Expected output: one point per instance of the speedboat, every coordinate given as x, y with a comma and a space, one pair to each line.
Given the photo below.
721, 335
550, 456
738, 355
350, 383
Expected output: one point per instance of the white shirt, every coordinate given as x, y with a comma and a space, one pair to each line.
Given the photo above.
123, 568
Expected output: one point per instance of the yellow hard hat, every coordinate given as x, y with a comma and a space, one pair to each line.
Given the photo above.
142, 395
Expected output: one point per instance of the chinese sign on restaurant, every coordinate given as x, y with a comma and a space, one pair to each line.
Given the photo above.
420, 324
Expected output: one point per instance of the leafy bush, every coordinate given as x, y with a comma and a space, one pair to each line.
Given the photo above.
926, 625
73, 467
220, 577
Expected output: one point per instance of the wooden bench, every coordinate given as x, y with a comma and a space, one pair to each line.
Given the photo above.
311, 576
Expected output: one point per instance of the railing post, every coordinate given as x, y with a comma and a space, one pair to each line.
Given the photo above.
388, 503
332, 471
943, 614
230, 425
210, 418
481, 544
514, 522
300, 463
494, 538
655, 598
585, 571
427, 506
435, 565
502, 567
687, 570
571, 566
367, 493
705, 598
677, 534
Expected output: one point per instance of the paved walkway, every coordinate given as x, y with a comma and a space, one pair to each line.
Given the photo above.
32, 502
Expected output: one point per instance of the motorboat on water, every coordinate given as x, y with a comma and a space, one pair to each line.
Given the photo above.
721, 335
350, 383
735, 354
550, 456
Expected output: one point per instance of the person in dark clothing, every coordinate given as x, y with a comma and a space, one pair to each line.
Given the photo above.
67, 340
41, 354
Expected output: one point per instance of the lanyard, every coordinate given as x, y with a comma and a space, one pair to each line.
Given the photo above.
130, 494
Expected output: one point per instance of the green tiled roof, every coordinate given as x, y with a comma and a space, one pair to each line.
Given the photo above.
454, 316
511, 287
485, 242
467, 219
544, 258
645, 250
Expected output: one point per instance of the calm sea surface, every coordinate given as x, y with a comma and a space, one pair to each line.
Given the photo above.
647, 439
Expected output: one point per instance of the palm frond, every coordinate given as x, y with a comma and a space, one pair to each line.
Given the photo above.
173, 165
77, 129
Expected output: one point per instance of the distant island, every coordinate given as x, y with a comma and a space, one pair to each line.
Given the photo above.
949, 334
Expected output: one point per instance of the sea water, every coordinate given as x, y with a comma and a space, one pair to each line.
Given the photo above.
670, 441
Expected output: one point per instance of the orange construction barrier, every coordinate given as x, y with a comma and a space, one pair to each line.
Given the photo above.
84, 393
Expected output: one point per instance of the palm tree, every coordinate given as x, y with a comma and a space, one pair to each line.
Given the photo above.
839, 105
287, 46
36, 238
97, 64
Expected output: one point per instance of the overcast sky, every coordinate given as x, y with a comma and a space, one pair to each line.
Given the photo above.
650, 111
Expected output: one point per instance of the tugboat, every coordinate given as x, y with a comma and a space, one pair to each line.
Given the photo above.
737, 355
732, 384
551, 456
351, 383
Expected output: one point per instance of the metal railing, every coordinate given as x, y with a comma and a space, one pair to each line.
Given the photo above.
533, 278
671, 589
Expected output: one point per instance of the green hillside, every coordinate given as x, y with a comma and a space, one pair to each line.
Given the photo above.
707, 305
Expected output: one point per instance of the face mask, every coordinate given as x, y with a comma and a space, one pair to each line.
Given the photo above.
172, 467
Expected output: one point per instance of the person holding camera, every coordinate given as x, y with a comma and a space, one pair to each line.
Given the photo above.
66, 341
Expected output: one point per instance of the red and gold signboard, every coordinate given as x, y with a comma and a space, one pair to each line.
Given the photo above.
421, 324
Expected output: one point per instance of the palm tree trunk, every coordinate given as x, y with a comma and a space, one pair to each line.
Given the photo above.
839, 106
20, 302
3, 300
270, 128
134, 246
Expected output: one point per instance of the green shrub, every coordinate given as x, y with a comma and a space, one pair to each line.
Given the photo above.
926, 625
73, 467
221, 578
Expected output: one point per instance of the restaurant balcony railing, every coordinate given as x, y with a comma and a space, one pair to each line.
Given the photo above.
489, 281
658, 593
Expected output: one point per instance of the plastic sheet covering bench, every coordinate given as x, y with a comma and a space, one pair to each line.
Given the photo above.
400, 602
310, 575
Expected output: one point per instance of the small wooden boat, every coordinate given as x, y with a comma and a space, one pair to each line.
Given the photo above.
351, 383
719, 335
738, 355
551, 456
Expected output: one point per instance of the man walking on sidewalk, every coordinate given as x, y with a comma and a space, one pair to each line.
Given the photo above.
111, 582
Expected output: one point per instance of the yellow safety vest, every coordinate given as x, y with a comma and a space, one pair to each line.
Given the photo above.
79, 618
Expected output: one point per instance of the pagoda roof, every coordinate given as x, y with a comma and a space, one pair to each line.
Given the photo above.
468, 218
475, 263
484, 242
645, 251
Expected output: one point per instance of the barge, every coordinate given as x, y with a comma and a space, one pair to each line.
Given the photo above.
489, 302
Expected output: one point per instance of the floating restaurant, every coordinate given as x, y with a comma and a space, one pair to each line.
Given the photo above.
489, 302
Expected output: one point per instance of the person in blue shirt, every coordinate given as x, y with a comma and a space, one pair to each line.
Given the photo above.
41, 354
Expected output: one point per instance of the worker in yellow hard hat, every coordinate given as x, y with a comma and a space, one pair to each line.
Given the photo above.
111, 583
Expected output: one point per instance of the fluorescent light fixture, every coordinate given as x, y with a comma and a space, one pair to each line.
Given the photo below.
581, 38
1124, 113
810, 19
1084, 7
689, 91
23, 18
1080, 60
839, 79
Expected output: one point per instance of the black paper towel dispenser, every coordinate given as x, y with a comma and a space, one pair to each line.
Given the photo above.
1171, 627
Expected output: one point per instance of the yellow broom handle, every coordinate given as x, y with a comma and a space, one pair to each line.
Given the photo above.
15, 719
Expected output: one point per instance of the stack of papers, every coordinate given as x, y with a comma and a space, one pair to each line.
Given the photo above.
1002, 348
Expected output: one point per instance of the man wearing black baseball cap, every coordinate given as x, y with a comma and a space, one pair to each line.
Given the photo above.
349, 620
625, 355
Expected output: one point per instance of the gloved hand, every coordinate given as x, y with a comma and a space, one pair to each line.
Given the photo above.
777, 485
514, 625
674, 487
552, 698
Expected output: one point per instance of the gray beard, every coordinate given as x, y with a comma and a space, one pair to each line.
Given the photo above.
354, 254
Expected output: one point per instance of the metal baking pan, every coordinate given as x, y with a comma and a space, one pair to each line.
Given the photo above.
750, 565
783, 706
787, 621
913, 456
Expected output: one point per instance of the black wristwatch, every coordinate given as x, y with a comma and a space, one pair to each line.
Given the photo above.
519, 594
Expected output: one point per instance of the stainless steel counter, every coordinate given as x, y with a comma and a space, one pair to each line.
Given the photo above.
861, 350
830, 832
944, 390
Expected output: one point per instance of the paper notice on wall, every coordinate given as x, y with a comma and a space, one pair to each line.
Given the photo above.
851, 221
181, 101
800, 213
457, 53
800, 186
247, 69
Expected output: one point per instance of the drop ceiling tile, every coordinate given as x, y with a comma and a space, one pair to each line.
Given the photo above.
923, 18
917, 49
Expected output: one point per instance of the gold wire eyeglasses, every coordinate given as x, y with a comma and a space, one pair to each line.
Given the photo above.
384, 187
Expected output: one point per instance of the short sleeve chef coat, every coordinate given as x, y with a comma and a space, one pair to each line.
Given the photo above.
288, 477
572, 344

______________________________

PROBLEM TO WORK ON: Reproduce all of the entries above verbatim, keeping every line and its line breaks unchanged.

RESULT BELOW:
Expected output: one point per instance of the speedboat, every coordinate given as x, y with a comma and a space, one pair to each line.
Given the photo below.
721, 335
550, 456
738, 355
350, 383
Expected output: one point per instance of the white shirt, every coordinate given as x, y with a comma and a space, one pair to each line.
Given the photo above.
123, 568
Expected output: one point per instance of the yellow hard hat, every coordinate given as x, y with a comma and a space, one pair to each line.
Given the photo above.
142, 395
Expected output: one point per instance of the chinese sign on restaurant, every coordinate given as x, y with a comma and a space, one pair to each line.
Given the photo above.
420, 324
Expected output: one point per instance of the leafy bush, every coordinate given as x, y with a comma and a space, one pair to each line.
Given the photo above.
926, 625
73, 467
220, 577
Expected output: one point per instance of the wooden bench, every coordinate given as x, y with a comma and a space, one pair to each line.
Given the photo above.
311, 576
Expected output: one point per instance of the railing post, every coordinate given as x, y with a comma and a space, one pair to each line.
Given the photo above.
388, 503
332, 471
943, 614
230, 425
210, 418
481, 544
514, 522
300, 463
494, 538
655, 598
585, 571
427, 506
435, 565
502, 567
687, 570
571, 566
367, 493
705, 598
677, 534
Expected output: one point per instance of the paved walkway, every coordinate given as x, y with a comma and a space, one pair to each line.
Given the photo above.
32, 502
Expected output: one point per instance of the motorboat on water, every coordinate given as x, y with a comma and a space, one pair to each line.
Given the photo above.
721, 335
350, 383
735, 354
550, 456
Expected output: one point per instance of the person in dark clothing, every coordinate given as x, y with a comma and a space, one pair to each line.
Given the photo above.
67, 340
41, 354
Expected output: one point per instance of the lanyard, every coordinate given as x, y with a comma and a space, one pair to each line.
Given the photo above.
130, 494
Expected output: one point per instance of the green tiled roof, every coordinate given as x, y with a comma and a space, one pair to each line.
Given the photo above.
454, 316
511, 287
485, 242
467, 219
544, 258
645, 250
Expected output: one point per instance of the calm sea surface, every coordinate given as x, y with a comma and a space, one pair to each line.
Given the photo above.
647, 439
Expected output: one point per instance of the palm frond, every coordinate given as x, y with a comma and a space, one pair to each line.
Given the photo above.
173, 165
77, 129
Expected output: one point per instance of the distant island, every coordinate given as x, y with a comma and a space, one pair to each line.
Given the photo above.
949, 334
Expected output: one point per instance of the sea water, every coordinate given as x, y with a comma and a space, one pair to each line.
Given the photo above.
670, 441
Expected output: one point per instance of the orange construction barrier, every coordinate given as x, y with a comma and a space, one pair to each line.
Given the photo above.
84, 393
Expected output: one point per instance of the palm tree, every coordinate given as x, y with a comma and a space, one pair to each line.
Given the photo above.
839, 105
287, 46
36, 238
97, 64
Expected output: one point per instance of the overcast sky, every coordinate given as x, y with a comma and a space, one pair to each line.
Given the photo above.
650, 111
Expected output: one point per instance of the tugboat, every coordinate given as x, y with a comma and a space, one pair to each line.
Given the photo above.
737, 355
732, 384
551, 456
351, 383
Expected output: one point per instance of the metal railing, every coordinate given as x, y with a comma and a space, one pair to each line.
Given the photo above.
533, 278
671, 589
Expected output: one point per instance of the green hillside, every coordinate given as x, y with a comma and a space, one pair to each line.
Given the photo above.
707, 305
Expected output: one point per instance of the face mask, every coordinate given as x, y with a comma and a space, one pair to each line.
Given the photo above.
172, 467
Expected output: one point per instance of the person holding camera, every coordinate given as x, y with a comma and a space, one pair to each line.
Given the photo above.
66, 341
Expected output: one point per instance of the red and gold signboard, every coordinate given as x, y with a comma and a space, one pair to each line.
Given the photo above.
421, 324
Expected output: one point per instance of the palm tree trunk, every coordinate given as x, y with a comma and a space, one pair to each line.
Given the photo above.
839, 106
20, 302
3, 300
270, 128
134, 246
Expected output: one point per instance of the green shrub, every coordinate given as x, y with a comma and a space, one pair to each line.
Given the photo above.
926, 625
73, 467
221, 578
Expected output: one point per instance of the restaurant balcony railing, every coordinate given as x, y with a comma and a space, one pair to each line.
Given the photo above.
489, 281
658, 593
Expected output: one point per instance of the plastic sheet covering bench, every coordinate given as x, y with a comma and a space, one pair to each line.
Given the photo above.
400, 602
310, 575
Expected output: one point per instance of the small wooden boat, every coordinate given as x, y with a comma and a space, one pair to each line.
Given the photo above.
351, 383
719, 335
738, 355
551, 456
Expected output: one point per instance of the man walking on sidewalk, every coordinate given as x, y with a comma and a space, one pair to each line.
Given the photo above.
111, 582
Expected output: one point per instance of the yellow safety vest, every coordinate given as x, y with a comma and a space, one pair to each line.
Given the photo above.
79, 618
Expected output: one point per instance of the pagoda roof, every coordinate given as x, y with a comma and a space, one pair to each line.
Given the photo above.
468, 218
475, 263
484, 242
645, 251
Expected output: one point per instance of the barge, every coordinate given as x, y with a comma and a space, one pair to each line.
Given the photo above.
489, 302
Expected output: one point per instance of the floating restaurant, every coordinate given as x, y with a comma and a space, one pair to each line.
Given the photo above.
489, 302
Expected output: one point per instance of the person in blue shirt, every coordinate given as x, y with a comma and a space, one pair to each line.
Given the photo above.
41, 354
Expected output: one point per instance of the worker in yellow hard hat, every coordinate given as x, y with a comma and a space, one pair to each line.
Given the photo above.
111, 583
Expected output: one point per instance of the fluorescent light fixture, every coordinate given as x, y with a comma and a space, one pair to each line.
Given the photo below.
581, 38
1124, 113
810, 19
1084, 7
689, 91
23, 18
1080, 60
839, 79
Expected output: one point per instance of the black paper towel dispenser, every coordinate given as x, y with a comma and a space, one pair to each line.
Given the photo above.
1171, 627
Expected output: one point per instance of the yellow broom handle, every coordinate given as x, y with a comma and a space, one pair to each line.
Given the photo above.
15, 719
Expected output: one point per instance of the stack of papers, every coordinate given as x, y with a comma and a space, one pair to each line.
Given the photo above.
1002, 348
Expected output: one point per instance of the man wearing black baseball cap, every coordinate given as x, y with a comma and a space, one pair to each line.
Given the photo above.
349, 620
625, 355
Expected output: one point per instance of the gloved hand, every coordinate given as x, y with a comma and a space, one pair to each line.
Given the photo above.
777, 485
514, 625
674, 487
552, 698
Expected output: one point per instance of the gray beard, every coordinate given as x, y with a comma and a space, one pair to each line.
Given the photo above.
354, 254
Expected output: one point per instance of the metal baking pan, every coordinate given as x, y with a comma and a space, one pair to each line.
Given the photo above.
750, 565
783, 706
787, 621
913, 456
Expected output: one point per instance of the black wristwatch, every coordinate given as x, y with a comma and a space, one pair to each line.
Given the photo above.
519, 594
Expected output: one point per instance of the stainless steel counter, every coordinate given as x, y with a comma and a space, one pair to each line.
Given the photo above.
861, 350
830, 832
944, 390
Expected output: one point per instance of the paper notice on wall, every coordinate given as x, y with a comma and a space, one pair to each line.
Given the photo above.
851, 221
181, 101
800, 213
457, 53
800, 186
247, 69
Expected output: one point per instance of the drop ceiling tile, every coordinate given as x, y with a comma and a space, one pair to each line.
Given the photo above.
923, 18
917, 49
Expected output: one point per instance of the gold wire eyeglasses, every coordinate given as x, y with a comma and a space, one pair to each line.
Given the photo above.
384, 187
Expected output: one point per instance of the short sleeve chef coat, every coordinate given as x, y with a comma and a space, one pair to each line.
Given the photo above.
288, 477
572, 344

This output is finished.